— REQUIRED TASK —
Tally the lines in the rows below that contain the string "given", and reply with that number alone.

— EXERCISE DATA —
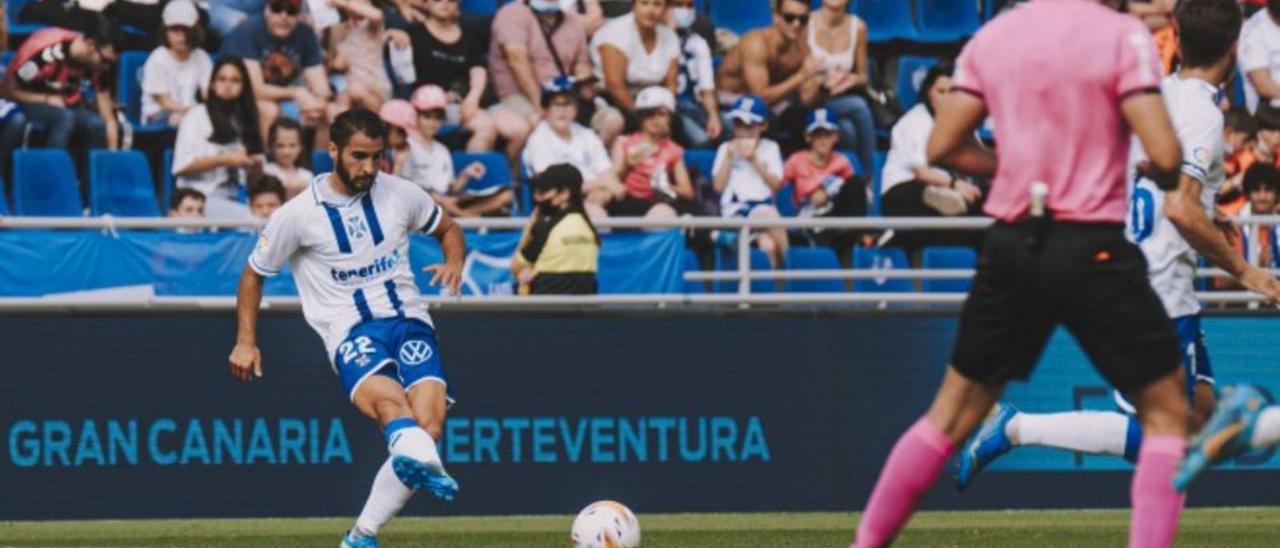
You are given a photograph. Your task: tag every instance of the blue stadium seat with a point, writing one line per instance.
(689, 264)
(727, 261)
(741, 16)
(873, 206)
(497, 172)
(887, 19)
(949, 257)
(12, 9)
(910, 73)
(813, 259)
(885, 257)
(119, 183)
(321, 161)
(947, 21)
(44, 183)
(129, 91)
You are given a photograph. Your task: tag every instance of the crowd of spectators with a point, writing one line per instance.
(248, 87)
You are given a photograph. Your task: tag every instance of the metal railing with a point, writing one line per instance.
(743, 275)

* * *

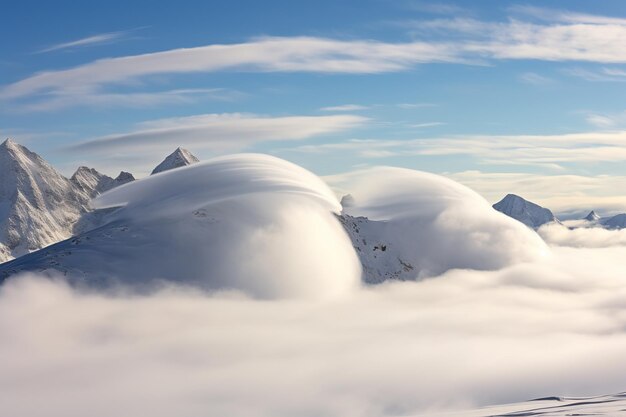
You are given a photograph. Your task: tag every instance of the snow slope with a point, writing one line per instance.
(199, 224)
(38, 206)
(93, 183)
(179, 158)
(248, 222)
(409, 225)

...

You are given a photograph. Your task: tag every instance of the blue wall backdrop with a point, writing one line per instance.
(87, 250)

— ANSWER TO THE EXERCISE —
5